GOAL » Add 3 to every bounding box coordinate in the stretch of records from the start through the line that contains "84 59 144 111", and write out that whole stretch again with every other line kept as it is.

RAW RECORDS »
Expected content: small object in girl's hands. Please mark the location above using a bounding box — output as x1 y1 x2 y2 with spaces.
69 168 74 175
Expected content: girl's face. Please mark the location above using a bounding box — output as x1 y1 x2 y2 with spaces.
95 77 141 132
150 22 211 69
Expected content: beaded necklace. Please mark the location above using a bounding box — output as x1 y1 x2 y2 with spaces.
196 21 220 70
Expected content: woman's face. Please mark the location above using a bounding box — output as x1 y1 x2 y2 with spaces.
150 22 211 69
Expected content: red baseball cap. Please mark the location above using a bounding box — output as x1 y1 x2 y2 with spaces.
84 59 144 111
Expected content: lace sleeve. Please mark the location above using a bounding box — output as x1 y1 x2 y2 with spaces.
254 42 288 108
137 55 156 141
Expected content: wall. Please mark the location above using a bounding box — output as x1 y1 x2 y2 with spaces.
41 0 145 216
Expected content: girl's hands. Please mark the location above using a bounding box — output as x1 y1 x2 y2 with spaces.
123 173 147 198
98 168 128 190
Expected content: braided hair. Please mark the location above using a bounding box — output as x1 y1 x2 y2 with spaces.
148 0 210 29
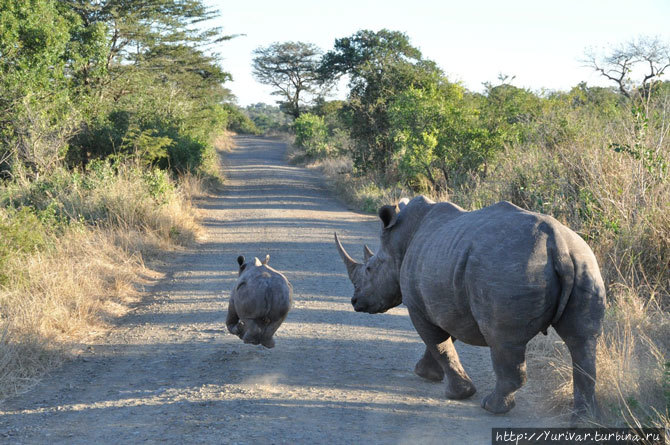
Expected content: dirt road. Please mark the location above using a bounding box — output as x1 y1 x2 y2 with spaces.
0 137 556 444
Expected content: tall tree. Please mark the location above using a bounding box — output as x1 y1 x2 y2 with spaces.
320 29 442 171
585 37 670 103
252 42 327 118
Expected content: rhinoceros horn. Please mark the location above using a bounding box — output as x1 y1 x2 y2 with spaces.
335 233 360 280
363 244 375 263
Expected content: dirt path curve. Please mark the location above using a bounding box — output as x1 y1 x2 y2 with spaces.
0 137 560 444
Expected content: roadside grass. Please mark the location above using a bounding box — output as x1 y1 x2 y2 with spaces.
289 117 670 428
0 135 232 399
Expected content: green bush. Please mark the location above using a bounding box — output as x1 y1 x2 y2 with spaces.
0 207 49 285
292 113 328 157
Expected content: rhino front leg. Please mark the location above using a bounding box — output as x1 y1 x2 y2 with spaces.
409 309 477 400
482 344 526 414
226 299 244 338
414 346 444 382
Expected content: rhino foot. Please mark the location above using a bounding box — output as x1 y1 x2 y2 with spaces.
446 379 477 400
482 391 516 414
414 357 444 382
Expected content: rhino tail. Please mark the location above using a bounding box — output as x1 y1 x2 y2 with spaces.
551 227 575 325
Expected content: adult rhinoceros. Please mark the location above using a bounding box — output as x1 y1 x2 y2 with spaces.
335 196 605 415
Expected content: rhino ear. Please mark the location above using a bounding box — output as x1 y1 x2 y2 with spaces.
379 205 399 229
363 244 375 263
237 255 245 273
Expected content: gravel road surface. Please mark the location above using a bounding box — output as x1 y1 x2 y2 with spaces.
0 137 557 445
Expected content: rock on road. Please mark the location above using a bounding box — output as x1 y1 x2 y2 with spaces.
0 137 550 444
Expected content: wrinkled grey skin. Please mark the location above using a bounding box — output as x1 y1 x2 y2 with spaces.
226 255 293 348
335 196 605 420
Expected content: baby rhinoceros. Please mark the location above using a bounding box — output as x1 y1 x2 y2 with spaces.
226 255 293 348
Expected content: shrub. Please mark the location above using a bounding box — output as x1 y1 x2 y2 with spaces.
292 113 328 157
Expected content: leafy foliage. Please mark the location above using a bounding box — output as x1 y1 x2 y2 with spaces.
253 42 324 118
292 113 328 157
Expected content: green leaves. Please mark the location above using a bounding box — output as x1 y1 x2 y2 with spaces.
292 113 328 157
253 42 327 118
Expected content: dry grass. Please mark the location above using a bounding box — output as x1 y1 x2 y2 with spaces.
0 229 143 397
0 158 215 398
293 109 670 428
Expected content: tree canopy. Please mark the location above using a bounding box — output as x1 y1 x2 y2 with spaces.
253 42 324 118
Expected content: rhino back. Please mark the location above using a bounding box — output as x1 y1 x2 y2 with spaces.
233 266 292 320
401 202 567 345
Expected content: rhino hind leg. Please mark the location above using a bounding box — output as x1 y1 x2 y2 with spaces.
554 282 605 424
414 347 444 382
482 344 526 414
409 310 477 400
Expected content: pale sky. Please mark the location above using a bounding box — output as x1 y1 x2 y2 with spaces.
206 0 670 106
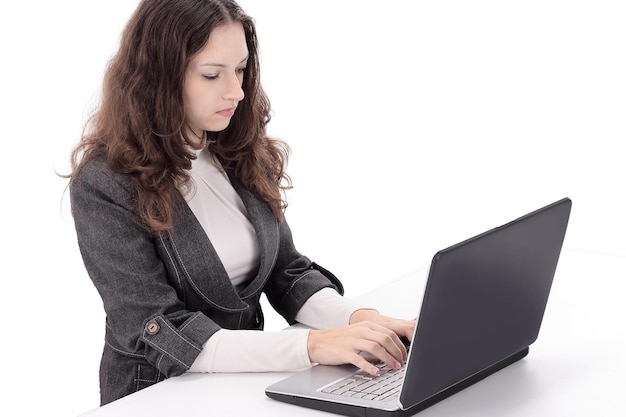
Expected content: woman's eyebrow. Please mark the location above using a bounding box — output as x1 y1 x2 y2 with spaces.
201 55 250 68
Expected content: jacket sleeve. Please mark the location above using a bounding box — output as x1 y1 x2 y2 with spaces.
70 160 220 377
264 221 343 324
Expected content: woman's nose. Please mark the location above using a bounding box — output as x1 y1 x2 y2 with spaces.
224 75 245 101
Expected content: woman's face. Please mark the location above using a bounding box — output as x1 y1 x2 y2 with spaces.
183 22 248 139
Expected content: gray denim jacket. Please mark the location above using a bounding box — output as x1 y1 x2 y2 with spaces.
70 158 343 404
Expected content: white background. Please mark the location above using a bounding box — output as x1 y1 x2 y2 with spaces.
0 0 626 416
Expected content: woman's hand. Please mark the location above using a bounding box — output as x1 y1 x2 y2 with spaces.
308 310 415 375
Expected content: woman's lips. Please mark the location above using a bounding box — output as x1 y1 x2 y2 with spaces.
217 107 236 117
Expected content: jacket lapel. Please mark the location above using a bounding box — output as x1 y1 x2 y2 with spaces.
167 172 279 311
228 172 280 299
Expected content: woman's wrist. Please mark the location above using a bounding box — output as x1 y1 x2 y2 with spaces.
350 308 380 324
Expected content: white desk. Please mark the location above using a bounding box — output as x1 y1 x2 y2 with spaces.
77 250 626 417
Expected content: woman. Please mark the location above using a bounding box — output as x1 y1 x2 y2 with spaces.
70 0 415 404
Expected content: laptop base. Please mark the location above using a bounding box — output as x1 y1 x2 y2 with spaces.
265 347 529 417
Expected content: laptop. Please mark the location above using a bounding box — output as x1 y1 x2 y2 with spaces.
265 198 572 417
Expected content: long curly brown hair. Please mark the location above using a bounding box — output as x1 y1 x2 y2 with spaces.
68 0 291 233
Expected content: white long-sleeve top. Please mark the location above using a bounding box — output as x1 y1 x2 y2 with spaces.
182 150 361 372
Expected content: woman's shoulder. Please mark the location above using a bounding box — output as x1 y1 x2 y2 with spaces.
70 156 135 192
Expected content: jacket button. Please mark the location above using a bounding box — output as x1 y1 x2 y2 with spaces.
146 320 161 335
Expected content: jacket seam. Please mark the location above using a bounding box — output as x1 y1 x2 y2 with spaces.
159 234 183 288
281 271 313 303
165 232 243 312
104 340 146 359
180 313 202 332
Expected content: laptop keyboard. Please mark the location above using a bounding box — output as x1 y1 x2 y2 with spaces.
321 362 406 401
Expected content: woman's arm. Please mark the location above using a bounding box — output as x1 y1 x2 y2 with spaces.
70 159 219 376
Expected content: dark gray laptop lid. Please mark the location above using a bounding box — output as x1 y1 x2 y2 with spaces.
400 198 571 408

FINISHED EXERCISE »
Expected content: small object in girl's hands. Please mark the location above using a bounding box — output as x1 y1 x2 y2 with spaces.
72 171 77 178
Expected content: girl's face. Please mark the location above using a bounding box — output as x1 y1 x2 y2 with spaces.
98 80 144 135
153 25 214 72
Expected content: beaded necklace. Please mark the location above using a bounding box — output as x1 y1 x2 y2 with spaces.
199 24 223 73
Expected content: woman's face. Please mark the location above using a bounding box — output as x1 y1 x2 y2 with spaces.
153 25 214 72
Expected content: red baseball cap. Please mark the location above using a bounding box — output as x1 y1 x2 y2 with spaces.
87 62 147 114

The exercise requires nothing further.